Following a conversation with a friend regarding how ColdFusion handles arrays and structures in ‘the background’, I was interested to find out what Java classes each were mapped to. This was a relatively simple case of using the functions getClass(), getSuperClass() and getName() to parse out the name of the Java classes.

<!--- Arrays (repeat up the hierarchy) --->
<cfdump var="#arrayNew(1).getClass().getName()#">
<cfdump var="#arrayNew(1).getClass().getSuperClass().getName()#">
<!--- Structures (repeat up the hierarchy) --->
<cfdump var="#structNew().getClass().getName()#">
<cfdump var="#structNew().getClass().getSuperClass().getName()#">

What became immediately apparent was that both were handled differently. In the case of a ColdFusion array, the parent class was the java.util.Vector, which seemed obvious. The Vector class implements a growable array of objects. Like an array, it contains components that can be accessed using an integer index. However, the size of a Vector can grow or shrink as needed to accommodate adding and removing items after the Vector has been created.

ColdFusion structures, however, are handled entirely differently, with the parent class being a coldfusion.runtime class. In fact, as we can see below, the code to handle a ColdFusion structure is entirely written for ColdFusion until the root class of java.lang.Object. Clearly ColdFusion does some complex wizardry to handle the complex nature of structues (associative arrays).

The class hierarchy for an Adobe ColdFusion array:

java.lang.Object
	java.util.AbstractCollection
		java.util.AbstractList
			java.util.Vector
				coldfusion.runtime.Array

The class hierarchy for an Adobe ColdFusion structure:

java.lang.Object
	coldfusion.util.CaseInsensitiveMap
		coldfusion.util.FastHashtable
			coldfusion.runtime.Struct

Being an inquisitive person, I applied the same code to Railo and BlueDragon, with equally interesting results.

The Java class hierarchy behind a Railo array:

java.lang.Object
	railo.runtime.type.ArrayImpl

The Java class hierarchy behind a Railo structure:

java.lang.Object
	railo.runtime.type.StructImpl

The Java class hierarchy behind a BlueDragon array:

java.lang.Object
	com.naryx.tagfusion.cfm.engine.cfData
		com.naryx.tagfusion.cfm.engine.cfJavaObjectData
			com.naryx.tagfusion.cfm.engine.cfArrayData
				com.naryx.tagfusion.cfm.engine.cfArrayListData

The Java class hierarchy behind a BlueDragon structure:

java.lang.Object
	com.naryx.tagfusion.cfm.engine.cfData
		com.naryx.tagfusion.cfm.engine.cfJavaObjectData
			com.naryx.tagfusion.cfm.engine.cfStructData

Adendum: Ben Nadel has a good little post on ColdFusion Data Types from Different Sources and How ColdFusion Sees Them.

Arrays and Structures are considered to be complex data types in ColdFusion. In contrast, simple data types are ones that contain a single piece of data, such as an Integer, String, or Boolean value. A complex data type can contain multiple pieces of data, which, in the case of arrays, are usually related. All the data are referenced under a single variable name. You can think of a complex variable as a variable that contains a collection of other variables inside it. An array maps Integers to arbitrarily typed objects (Integers, Strings, Booleans and Objects) while a structure, or associative array, maps arbitrarily typed objects to arbitrarily typed objects.

Required actions:
A. Decide whether each statement agrees with the post about ColdFusion's Java classes, answering yes or no and quoting the words of the post that settle it: (i) In ColdFusion, the parent class of an array is java.util.Vector. (ii) Simple data types can hold several pieces of data. (iii) The same code was also tried on Railo and BlueDragon.
B. Summarize the post about ColdFusion's Java classes in two sentences.
C. Write the next paragraph of the post about ColdFusion's Java classes, picking up after its final sentence.

Data listing:
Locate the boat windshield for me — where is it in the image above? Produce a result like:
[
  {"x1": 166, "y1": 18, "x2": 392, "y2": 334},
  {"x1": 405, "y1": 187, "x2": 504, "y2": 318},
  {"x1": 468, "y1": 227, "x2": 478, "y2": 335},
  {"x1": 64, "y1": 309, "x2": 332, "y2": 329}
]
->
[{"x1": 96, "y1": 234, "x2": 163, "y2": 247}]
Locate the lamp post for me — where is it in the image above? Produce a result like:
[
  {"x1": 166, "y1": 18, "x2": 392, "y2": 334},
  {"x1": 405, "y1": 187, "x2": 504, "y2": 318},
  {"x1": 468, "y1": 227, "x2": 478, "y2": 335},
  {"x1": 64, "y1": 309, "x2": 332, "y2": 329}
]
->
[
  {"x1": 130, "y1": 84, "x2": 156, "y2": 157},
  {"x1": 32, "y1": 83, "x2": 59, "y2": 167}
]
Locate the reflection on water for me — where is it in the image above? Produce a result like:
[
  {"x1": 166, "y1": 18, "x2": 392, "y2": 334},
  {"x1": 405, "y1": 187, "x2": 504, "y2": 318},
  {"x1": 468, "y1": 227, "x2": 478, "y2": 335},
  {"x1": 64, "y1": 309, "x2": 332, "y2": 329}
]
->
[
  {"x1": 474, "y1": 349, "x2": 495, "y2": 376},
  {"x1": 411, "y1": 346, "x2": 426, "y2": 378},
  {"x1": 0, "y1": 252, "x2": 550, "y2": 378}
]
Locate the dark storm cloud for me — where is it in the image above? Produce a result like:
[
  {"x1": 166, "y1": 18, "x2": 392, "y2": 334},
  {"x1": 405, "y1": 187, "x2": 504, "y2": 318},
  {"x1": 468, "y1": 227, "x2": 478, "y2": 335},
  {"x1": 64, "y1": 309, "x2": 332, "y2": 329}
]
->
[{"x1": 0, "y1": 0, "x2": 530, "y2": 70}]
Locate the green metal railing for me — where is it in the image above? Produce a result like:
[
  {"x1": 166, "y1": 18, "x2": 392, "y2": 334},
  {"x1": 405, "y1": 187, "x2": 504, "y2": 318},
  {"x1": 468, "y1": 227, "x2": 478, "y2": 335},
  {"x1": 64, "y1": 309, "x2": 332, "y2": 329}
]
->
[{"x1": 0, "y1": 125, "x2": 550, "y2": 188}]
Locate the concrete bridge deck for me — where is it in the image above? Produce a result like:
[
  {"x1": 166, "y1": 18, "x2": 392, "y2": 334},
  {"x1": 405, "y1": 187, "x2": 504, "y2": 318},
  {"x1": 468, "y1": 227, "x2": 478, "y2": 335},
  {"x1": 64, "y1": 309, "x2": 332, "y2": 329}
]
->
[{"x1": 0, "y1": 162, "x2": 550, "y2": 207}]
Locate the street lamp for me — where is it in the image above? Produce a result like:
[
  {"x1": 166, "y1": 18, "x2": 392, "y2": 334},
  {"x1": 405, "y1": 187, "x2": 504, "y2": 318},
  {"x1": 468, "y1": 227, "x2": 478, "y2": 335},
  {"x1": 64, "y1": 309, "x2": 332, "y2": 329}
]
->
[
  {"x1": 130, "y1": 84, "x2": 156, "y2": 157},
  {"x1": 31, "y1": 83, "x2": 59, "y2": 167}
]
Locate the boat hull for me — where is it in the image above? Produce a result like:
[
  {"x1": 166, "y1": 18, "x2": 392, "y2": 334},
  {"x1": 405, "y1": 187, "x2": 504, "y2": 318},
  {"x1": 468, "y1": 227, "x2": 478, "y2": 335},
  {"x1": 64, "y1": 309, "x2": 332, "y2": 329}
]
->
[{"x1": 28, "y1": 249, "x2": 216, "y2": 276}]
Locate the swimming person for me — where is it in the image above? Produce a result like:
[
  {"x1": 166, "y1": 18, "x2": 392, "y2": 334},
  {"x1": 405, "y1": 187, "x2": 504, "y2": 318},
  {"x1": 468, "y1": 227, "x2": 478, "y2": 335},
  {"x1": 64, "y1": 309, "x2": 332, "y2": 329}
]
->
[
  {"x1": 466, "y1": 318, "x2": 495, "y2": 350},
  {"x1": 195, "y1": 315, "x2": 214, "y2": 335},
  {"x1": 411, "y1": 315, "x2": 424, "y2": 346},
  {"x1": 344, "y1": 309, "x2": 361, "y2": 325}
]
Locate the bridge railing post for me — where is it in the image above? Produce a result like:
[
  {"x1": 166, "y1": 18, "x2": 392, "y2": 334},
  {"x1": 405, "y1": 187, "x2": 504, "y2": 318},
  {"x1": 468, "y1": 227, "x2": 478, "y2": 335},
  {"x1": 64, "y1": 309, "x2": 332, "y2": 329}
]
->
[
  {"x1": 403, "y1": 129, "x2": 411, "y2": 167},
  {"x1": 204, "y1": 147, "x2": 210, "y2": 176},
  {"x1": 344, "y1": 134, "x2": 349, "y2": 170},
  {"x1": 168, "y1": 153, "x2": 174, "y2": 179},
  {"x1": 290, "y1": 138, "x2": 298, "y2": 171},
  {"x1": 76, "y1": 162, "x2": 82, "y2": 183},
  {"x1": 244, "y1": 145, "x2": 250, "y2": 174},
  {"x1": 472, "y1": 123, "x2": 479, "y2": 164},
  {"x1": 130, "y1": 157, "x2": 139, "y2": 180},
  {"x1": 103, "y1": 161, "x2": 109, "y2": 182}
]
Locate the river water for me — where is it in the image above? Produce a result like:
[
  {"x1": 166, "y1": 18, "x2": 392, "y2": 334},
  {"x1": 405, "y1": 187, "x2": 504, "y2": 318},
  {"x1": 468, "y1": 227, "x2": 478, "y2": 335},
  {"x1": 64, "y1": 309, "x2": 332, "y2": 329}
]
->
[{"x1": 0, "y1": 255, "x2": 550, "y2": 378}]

Results:
A.
(i) Yes: "In the case of a ColdFusion array, the parent class was the java.util.Vector"
(ii) No: "simple data types are ones that contain a single piece of data"
(iii) Yes: "I applied the same code to Railo and BlueDragon"

B. Using getClass(), getSuperClass() and getName(), the post finds that ColdFusion arrays descend from java.util.Vector, while ColdFusion structures rest on classes written for ColdFusion all the way down to java.lang.Object. Running the same code on Railo and BlueDragon shows each engine's own class hierarchy, and the post closes by describing arrays and structures as complex data types that hold several pieces of data under a single variable name.

C.
Arrays and structures are also known as reference types. A reference is an object containing information which refers to data stored elsewhere, as opposed to containing the data itself. References are fundamental to constructing many data structures and in exchanging information between different parts of a program. References increase flexibility in where objects can be stored, how they are allocated, and how they are passed between areas of code. As long as we can access a reference to the data, we can access the data through it, and the data itself need not be moved. They also make sharing of data between different code areas easier; each keeps a reference to it.

Array and structure reference types are pointers to a memory space. Pointers are the most primitive and error-prone but also one of the most powerful and efficient types of references, storing only the address of an object in memory. Because arrays and structures are pointers to a space in memory, it allows for easy copying of that data. However, when copying an array or structure, there is a distinct difference between how the copy is performed. This difference relates to the concepts of shallow and deep copying.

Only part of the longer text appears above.